Request →
Reproduce word for word the stretch of the court opinion on the repair estimate from "II. The Repair" through "review. We disagree.".

Passage provided →
II. The Repair Estimate
Appellant first argues on appeal that the repair estimate was inadmissible hearsay and should have been excluded. Appellant argues that appellee failed to present testimony establishing that the seven requirements under the business-record exception to hearsay had been met and that the document was trustworthy. He further argues that because the repair estimate was the only basis for the amount of the trial court‘s award of damages, which should have been excluded, the trial court‘s judgment should be reversed as to the damages relating to the oil spill cleanup. We agree.
Before turning to the merits, appellee alleges that this point on appeal is not preserved for our review. We disagree.
Turning to the merits of the admissibility of the estimate, we note that the trial court has wide discretion in determining the qualification of witnesses and the admissibility of evidence. Beard v. Ford Motor Credit Co., 41 Ark. App. 174, 850 S.W.2d 23 (1993). One who offers evidence has the burden of showing its admissibility, and we will not reverse the trial court‘s decision to permit introduction of the evidence absent an abuse of the trial court‘s discretion. Paine v. Walker, 76 Ark. App. 217, 61 S.W.3d 925 (2001). “Hearsay” is a statement, other than one made by the declarant while testifying at the trial or hearing, offered in evidence to prove the truth of the matter asserted.
Here, appellee failed to present any admissible testimony whatsoever from the custodian or other qualified witness of the record as to whether the business-record requirements were met. Among
Appellant contends in his brief on appeal that the repair estimate was the only evidence of damages “as to the cost of the cleanup” and, therefore, the trial court‘s decision should be reversed because the trial court‘s reliance on that evidence was in error. While we agree that the trial court erred, we find that the case should be remanded instead of dismissed. Little Rock Newspapers, Inc. v. Dodrill, 281 Ark. 25, 660 S.W.2d 933 (1983), and its progeny discuss the issue of whether a case should be dismissed or remanded when or if there is an insufficiency of evidence. Our supreme court in Dodrill stated the following:
[W]e find it appropriate in this situation to remand. We have followed this practice in other situations where we have reversed because of insufficiency of the evidence. We have stated:
Our ordinary procedure in reversing judgments in law cases is to remand for another trial, rather than dismiss the cause of action. It is only where it clearly appears that there can be no recovery that we consider it proper to dismiss the cause. . . . The evidence might well have been much more developed than it was. This Court has held even where a judgment based on a jury verdict is reversed for insufficiency of the evidence to support it, there may be circumstances which justify remanding the case for new trial. Hayes Bros. Floor. Co. v. Carter, Adm‘x, 240 Ark. 522, 525, 401 S.W.2d 6 (1966).

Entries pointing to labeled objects
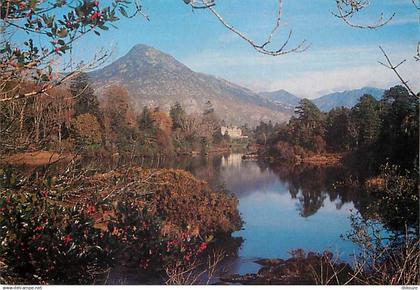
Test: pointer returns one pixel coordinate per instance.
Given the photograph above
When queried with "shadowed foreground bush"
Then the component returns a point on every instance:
(75, 230)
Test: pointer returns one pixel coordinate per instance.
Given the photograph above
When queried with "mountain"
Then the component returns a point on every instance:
(154, 78)
(346, 99)
(282, 98)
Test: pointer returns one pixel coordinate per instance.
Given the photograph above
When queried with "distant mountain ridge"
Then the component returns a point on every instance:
(346, 99)
(154, 78)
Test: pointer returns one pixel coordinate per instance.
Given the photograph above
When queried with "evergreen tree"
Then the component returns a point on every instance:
(366, 117)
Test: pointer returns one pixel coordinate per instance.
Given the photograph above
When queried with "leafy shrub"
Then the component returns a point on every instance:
(43, 242)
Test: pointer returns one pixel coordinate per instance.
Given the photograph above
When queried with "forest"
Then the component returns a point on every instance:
(71, 219)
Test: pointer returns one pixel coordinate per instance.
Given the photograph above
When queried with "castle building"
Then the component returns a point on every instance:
(233, 132)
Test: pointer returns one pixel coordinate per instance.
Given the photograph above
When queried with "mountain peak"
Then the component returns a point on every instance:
(154, 78)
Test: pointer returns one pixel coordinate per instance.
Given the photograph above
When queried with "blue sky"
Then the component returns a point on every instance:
(339, 57)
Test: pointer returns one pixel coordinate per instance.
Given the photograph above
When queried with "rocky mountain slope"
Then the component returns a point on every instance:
(346, 99)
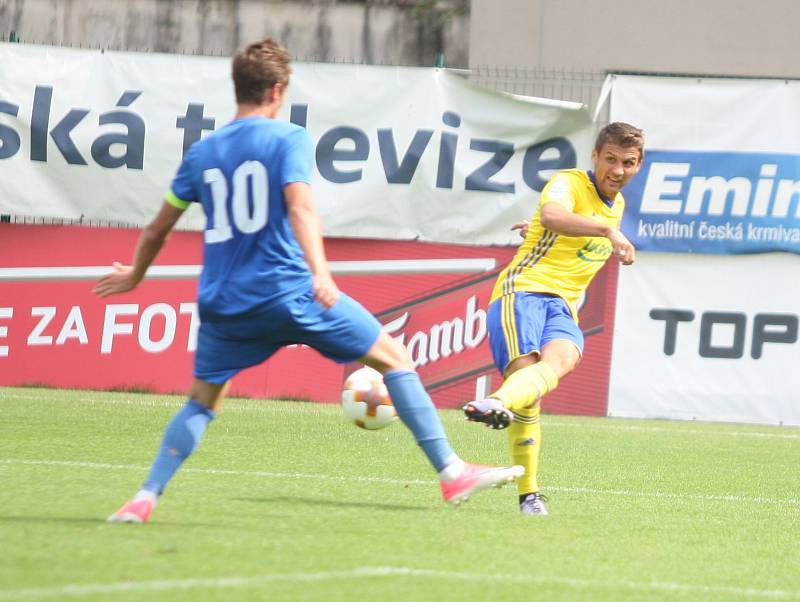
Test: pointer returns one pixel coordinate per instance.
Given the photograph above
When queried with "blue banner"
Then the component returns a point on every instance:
(714, 203)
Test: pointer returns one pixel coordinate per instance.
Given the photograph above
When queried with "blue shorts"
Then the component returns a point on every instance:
(523, 323)
(343, 333)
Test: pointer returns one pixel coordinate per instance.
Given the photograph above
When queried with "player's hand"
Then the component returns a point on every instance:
(522, 227)
(121, 280)
(623, 249)
(325, 290)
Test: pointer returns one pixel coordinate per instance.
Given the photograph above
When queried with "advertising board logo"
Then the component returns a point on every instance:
(715, 202)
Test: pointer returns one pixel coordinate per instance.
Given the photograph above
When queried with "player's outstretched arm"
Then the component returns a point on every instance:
(126, 277)
(307, 230)
(558, 219)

Solution for this problem →
II. The Repair Estimate
Appellant first argues on appeal that the repair estimate was inadmissible hearsay and should have been excluded. Appellant argues that appellee failed to present testimony establishing that the seven requirements under the business-record exception to hearsay had been met and that the document was trustworthy. He further argues that because the repair estimate was the only basis for the amount of the trial court‘s award of damages, which should have been excluded, the trial court‘s judgment should be reversed as to the damages relating to the oil spill cleanup. We agree.
Before turning to the merits, appellee alleges that this point on appeal is not preserved for our review. We disagree.